• _STATED EXERCISE A_
According to the article on Philippine competition law, which body did Republic Act 10667 create to advance its policy objectives?

[START OF PAGE EXTRACT]

Published 13 March 2020, The Daily TribuneUnlike the US Constitution which conferred the US Congress with the power to enact antitrust laws in very broad terms, the 1987 Philippine Constitution expressly mandated the state to “regulate or prohibit monopolies when the public interest so requires” and that “no combinations in restraint of trade or unfair competition shall be allowed.” At the same time, the Constitution “recognizes the indispensable role of the private sector, encourages private enterprise, and provides incentives to needed investments.”

Pursuant to these provisions, in 2014, the Philippines enacted Republic Act 10667 or the Philippine Competition Act. According to the principal sponsor of the bill that became the law, “(a) fair competition policy will level the playing field for Filipino businesses and allow more Filipinos to exercise their entrepreneurial spirit. It will encourage competition, innovation, and the creation of better products and services. It will drive production efficiencies and better supply chain management; and, ultimately, give the Filipino public a wider range of products and services to choose from while driving down prices.” This was essentially reflected in the policy statement of the law by providing that “the provision of equal opportunities to all promotes entrepreneurial spirit, encourages private investments, facilitates technology development and transfer and enhances resource productivity” (and) recognizing that “(un)encumbered market competition also serves the interest of consumers.” In short, the law appears to have a dual objective of not only advancing consumer interest but of competitor interest as well.

To advance its policy objectives, the law created a Philippine Competition Commission (PCC) that has the power to among others, (i) prohibit mergers and acquisitions that will substantially prevent, restrict, or lessen competition in the relevant market; (ii) stop and redress anti-competitive agreements between or among competitors (a) that are per se prohibited, or (b) which have the object or effect of substantially preventing, restricting or lessening competition; (iii) stop and redress an entity’s abuse of its dominant position; and (iv) stop and redress anti-competitive agreements other than those between or among competitors which similarly have the object or effect of substantially preventing, restricting or lessening competition.

From the foregoing, our competition law prohibits essentially three types of anti-competitive conduct: Anti-Competitive Agreements, Anti-Competitive Mergers and Acquisitions, and Abuse of Dominant Position.

The first refer to agreements between competitors (horizontal agreements or horizontal conduct) or between and among enterprises in a production or distribution chain (vertical agreements) that prevent, distort, or restrict competition in a territory. However, agreements that “contribute to improving the production or distribution of goods and services or to promoting technical or economic progress, while allowing consumers a fair share of the resulting benefits” may be excluded from the definition of an anti-competitive agreement.

[END OF PAGE EXTRACT]
[START OF INFORMATION SHOWN]

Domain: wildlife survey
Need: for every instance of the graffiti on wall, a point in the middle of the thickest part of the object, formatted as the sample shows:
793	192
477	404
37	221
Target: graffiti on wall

[END OF INFORMATION SHOWN]

• _STATED EXERCISE B_
Return the records above line for line, with no changes.

• _FULL ANSWER A_
The Philippine Competition Commission (PCC).

• _FULL ANSWER B_
Domain: wildlife survey
Need: for every instance of the graffiti on wall, a point in the middle of the thickest part of the object, formatted as the sample shows:
793	192
477	404
37	221
Target: graffiti on wall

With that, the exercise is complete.